§ **INSTRUÇÃO DE TRABALHO 1**
Segundo o excerto sobre a eutanásia, que cargos ocupou Maria Lúcia Amaral?
§ **INSTRUÇÃO DE TRABALHO 2**
Transcreva do excerto sobre a eutanásia o trecho entre "Referindo-se ao artigo" e "tentativa de suicídio.", ambos incluídos.
§ **INSTRUÇÃO DE TRABALHO 3**
No excerto sobre a eutanásia, por que motivo Maria Lúcia Amaral defende que o artigo 24.º da Constituição deve ser lido de forma apenas jurídica?

§ **EXCERTO DA FONTE**
Num colóquio organizado pelo PSD, intitulado “Eutanásia/Suicídio Assistido: dúvidas éticas, médicas e jurídicas”, na Assembleia da República, a antiga juíza conselheira e vice-presidente do Tribunal Constitucional Maria Lúcia Amaral defendeu que a ordem jurídica portuguesa “não pode permitir que o Estado imponha o dever de alguém viver em qualquer circunstância, em qualquer sofrimento”.

“Essa obrigação de viver pode ser um dever que nos seja imposto individualmente pelas regras filosófico-morais, mas não tenho a menor dúvida que num Estado laico não pode ser imposto pela lei do Estado”, disse.

Referindo-se ao artigo 24.º da Constituição, segundo o qual “a vida humana é inviolável”, Maria Lúcia Amaral afirmou que esse princípio tem de ser lido de forma apenas jurídica.

“Não pode ser uma leitura de tal modo extrapolada de outros ordenamentos morais, religiosos, filosóficos que redundem nessa imposição comunitária a cada indivíduo de um dever de viver em qualquer circunstância, em qualquer estádio de sofrimento”, afirmou, justificando que é esta leitura que faz com que já não seja penalizada a tentativa de suicídio.

§ **DADOS FORNECIDOS**

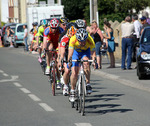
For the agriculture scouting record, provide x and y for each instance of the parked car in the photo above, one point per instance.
(143, 54)
(5, 38)
(4, 31)
(19, 35)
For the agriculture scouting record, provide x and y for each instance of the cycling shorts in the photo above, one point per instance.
(82, 54)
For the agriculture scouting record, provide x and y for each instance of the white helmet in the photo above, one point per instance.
(81, 35)
(80, 23)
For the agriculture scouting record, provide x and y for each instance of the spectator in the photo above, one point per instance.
(25, 36)
(144, 23)
(145, 14)
(127, 42)
(110, 44)
(137, 27)
(1, 45)
(33, 31)
(10, 35)
(136, 35)
(98, 39)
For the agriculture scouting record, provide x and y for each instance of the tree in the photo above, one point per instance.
(110, 9)
(74, 9)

§ **RESPOSTA AO EXERCÍCIO 1**
Foi juíza conselheira e vice-presidente do Tribunal Constitucional.

§ **RESPOSTA AO EXERCÍCIO 2**
Referindo-se ao artigo 24.º da Constituição, segundo o qual “a vida humana é inviolável”, Maria Lúcia Amaral afirmou que esse princípio tem de ser lido de forma apenas jurídica.

“Não pode ser uma leitura de tal modo extrapolada de outros ordenamentos morais, religiosos, filosóficos que redundem nessa imposição comunitária a cada indivíduo de um dever de viver em qualquer circunstância, em qualquer estádio de sofrimento”, afirmou, justificando que é esta leitura que faz com que já não seja penalizada a tentativa de suicídio.

§ **RESPOSTA AO EXERCÍCIO 3**
Uma leitura extrapolada de outros ordenamentos morais, religiosos ou filosóficos resultaria na imposição comunitária, a cada indivíduo, de um dever de viver em qualquer circunstância e em qualquer estádio de sofrimento. Segundo ela, é esta leitura jurídica que faz com que a tentativa de suicídio já não seja penalizada.